*Text passage:*

╭──

In Snakes on a Plane, after the pi lot gets bitten, a passenger jumps to the controls, claiming to have logged hundreds of hours in the air. Samuel Motherfuckin’ Jackson is shocked to hear that the would-be pilot’s hours were earned in a video game, but the passenger snaps back with “It’s not a video game, it’s a flight simulator!”

It’s this kind of devotion that Microsoft hopes to inspire with Flight Simulator X, the 10th edition of a program that’s been evolving for 25 years. The current version is staggeringly ambitious in terms of its scope and realism.

“We’ve got stuff like the entire world detailed to 30 feet of resolution, higher in some places, and we’ve got that overlaid with satellite imagery,” says Microsoft spokesguy Ryan Bidan. “So what we’ve got now is a world that is 16 times more detailed than the previous version. As well, we’ve got 24,000 airports. We’ve now got traffic on the roads, 38 cities that were done in high detail. So with Toronto, what you see when you fly in the game is what you see when you fly by the skyline.”

To prove the point, Microsoft offers me the chance to take a helicopter ride over Toronto, followed by a test flight in the game.

After experiencing both, I can tell you that by no means would you ever mistake the two, but what you’re looking at is surprisingly close to the real thing. The crap weather we saw outside was bang on, and the in-game view gave the same sense of perspective as the actual flight.

╰──

*Challenges:*
a. Using the text about Flight Simulator X, answer each question below:
(i) For how many years has the program been evolving?
(ii) How many airports does the current version include?
(iii) How many times more detailed is the world than in the previous version?
b. Reproduce the part of the text about Flight Simulator X from "It’s this kind" up to and including "scope and realism." verbatim.

*Collected material:*
╭──

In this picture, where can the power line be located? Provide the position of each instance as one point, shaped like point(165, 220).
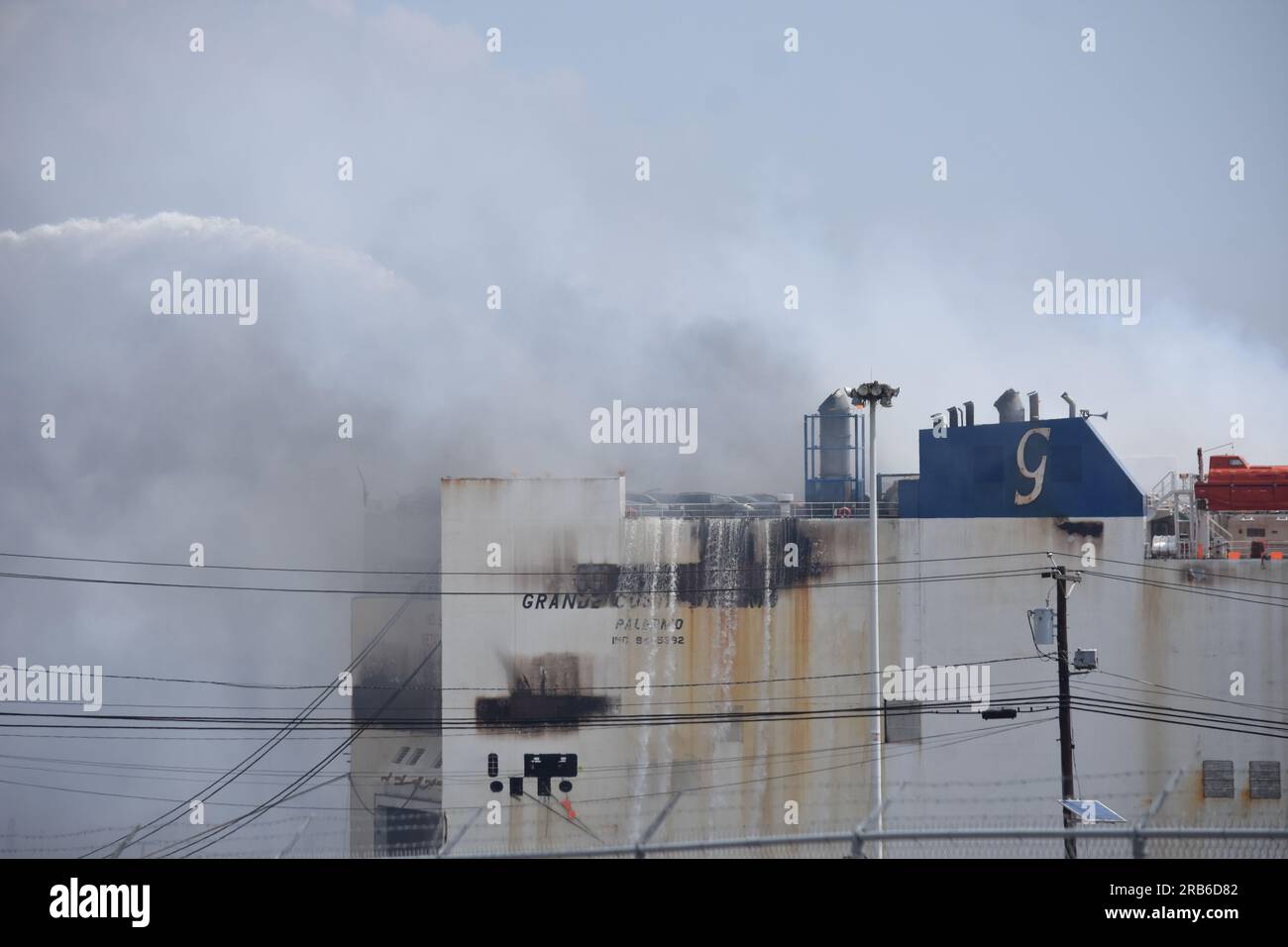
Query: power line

╰──

*Exercise responses:*
a.
(i) 25 years
(ii) 24,000
(iii) 16 times

b.
It’s this kind of devotion that Microsoft hopes to inspire with Flight Simulator X, the 10th edition of a program that’s been evolving for 25 years. The current version is staggeringly ambitious in terms of its scope and realism.